# BRANO SCELTO
Come spiega a Qualenergia.it Giampaolo Valentini, responsabile del settore efficienza energetica per l’Enea, le prospettive per una proroga dell’incentivo oltre il 31 dicembre 2010 sono scarse: “il Ministero dello Sviluppo Economico, come confermato pubblicamente dal sottosegretario Stefano Saglia, è favorevole a rinnovare la misura, ma quello dell’Economia è più propenso a far morire l’incentivo, considerato troppo oneroso”. I conti del Cresme però potrebbero far riflettere Tremonti e colleghi.

Vi si mettono sui due piatti della bilancia costi e benefici economici della detrazione del 55%. Ne esce, come anticipato, che i vantaggi per il sistema paese – anche ilmitandosi a quelli più facilmente quantificabili – superano di diversi miliardi di euro le mancate entrate. Se la misura venisse interrotta il prossimo 31 dicembre, inoltre, paradossalmente, i conti pubblici non ne trarrebbero vantaggio immediato, anzi, ci rimetterebbero: lo Stato pur continuando a pagare (essendo la detrazione spalmata su 5 anni) infatti non godrebbe più di alcune entrate legate alla misura, come ad esempio le tasse sul reddito di tutti quelli che lavoravano grazie all’incentivo e  l’Iva derivante dagli interventi.

Ma vediamo qualche numero dallo studio Cresme: l’onere a carico dello Stato della misura per il periodo 2007-2010 viene stimato in 6.446 milioni di euro (il 55% del fatturato mosso è pari 11.720 mln€) . Sull’altro piatto della bilancia le entrate aggiuntive per l’erario, cioè tasse riscosse legate agli interventi incentivati, sono 3.310 milioni. Vi si aggiunga poi un beneficio per il sistema Paese di 3.800 milioni dato dall’aumento di valore che i lavori incentivati danno al patrimonio immobiliare. Terza voce, un risparmio sulla bolletta energetica di circa 3.200 milioni: “un dato, quest’ultimo, ampiamente sottostimato, perché calcolato solo su 8 anni, mentre gli effetti degli interventi durano molto di più, e senza contare che il prezzo dei combustibili fossili è destinato a crescere”, puntualizza Valentini

“A questi benefici – continua – ne andrebbero aggiunti diversi altri, esclusi dallo studio Cresme perché più difficili da quantificare: sostegno all’occupazione, emersione dell’economia sommersa, spinta all’innovazione“. Li tratterà un altro studio al quale l’Enea sta lavorando, ma di cui Valentini ci anticipa qualcosa : “in diversi settori l’occupazione è cresciuta o ha tenuto grazie all’incentivo. Molte nuove aziende sono state create, anche da giovani, proprio grazie alla misura. Sono poi nati  nuovi mercati, come quello delle caldaie a condensazione”.

# DATI RACCOLTI
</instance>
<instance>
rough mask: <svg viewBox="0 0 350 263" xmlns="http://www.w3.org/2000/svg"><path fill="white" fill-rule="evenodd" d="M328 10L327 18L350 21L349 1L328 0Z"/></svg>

# COSE DA FARE
1 – Secondo il brano, a quanto viene stimato l'onere a carico dello Stato per il periodo 2007-2010?
2 – Riporta parola per parola il passo del brano che comincia con "Vi si mettono" e finisce con "derivante dagli interventi.".
I dati sono materiale a sé, separato dal brano.

# LE SOLUZIONI
1 – 6.446 milioni di euro.

2 –
Vi si mettono sui due piatti della bilancia costi e benefici economici della detrazione del 55%. Ne esce, come anticipato, che i vantaggi per il sistema paese – anche ilmitandosi a quelli più facilmente quantificabili – superano di diversi miliardi di euro le mancate entrate. Se la misura venisse interrotta il prossimo 31 dicembre, inoltre, paradossalmente, i conti pubblici non ne trarrebbero vantaggio immediato, anzi, ci rimetterebbero: lo Stato pur continuando a pagare (essendo la detrazione spalmata su 5 anni) infatti non godrebbe più di alcune entrate legate alla misura, come ad esempio le tasse sul reddito di tutti quelli che lavoravano grazie all’incentivo e  l’Iva derivante dagli interventi.